[start of Given data]
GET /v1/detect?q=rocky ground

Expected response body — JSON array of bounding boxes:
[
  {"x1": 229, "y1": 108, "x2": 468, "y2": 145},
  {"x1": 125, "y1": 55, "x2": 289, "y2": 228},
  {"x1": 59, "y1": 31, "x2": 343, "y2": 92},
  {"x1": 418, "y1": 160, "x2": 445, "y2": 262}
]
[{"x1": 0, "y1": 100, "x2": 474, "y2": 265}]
[end of Given data]
[start of Given data]
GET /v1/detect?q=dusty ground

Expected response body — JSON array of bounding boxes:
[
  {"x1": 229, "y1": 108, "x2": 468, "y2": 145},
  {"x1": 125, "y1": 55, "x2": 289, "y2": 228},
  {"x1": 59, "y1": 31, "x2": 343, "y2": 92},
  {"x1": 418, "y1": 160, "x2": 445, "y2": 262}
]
[end of Given data]
→ **Aim**
Report only the count of lines in the material above that contain the string "detect", matching case exactly.

→ **Completed exercise**
2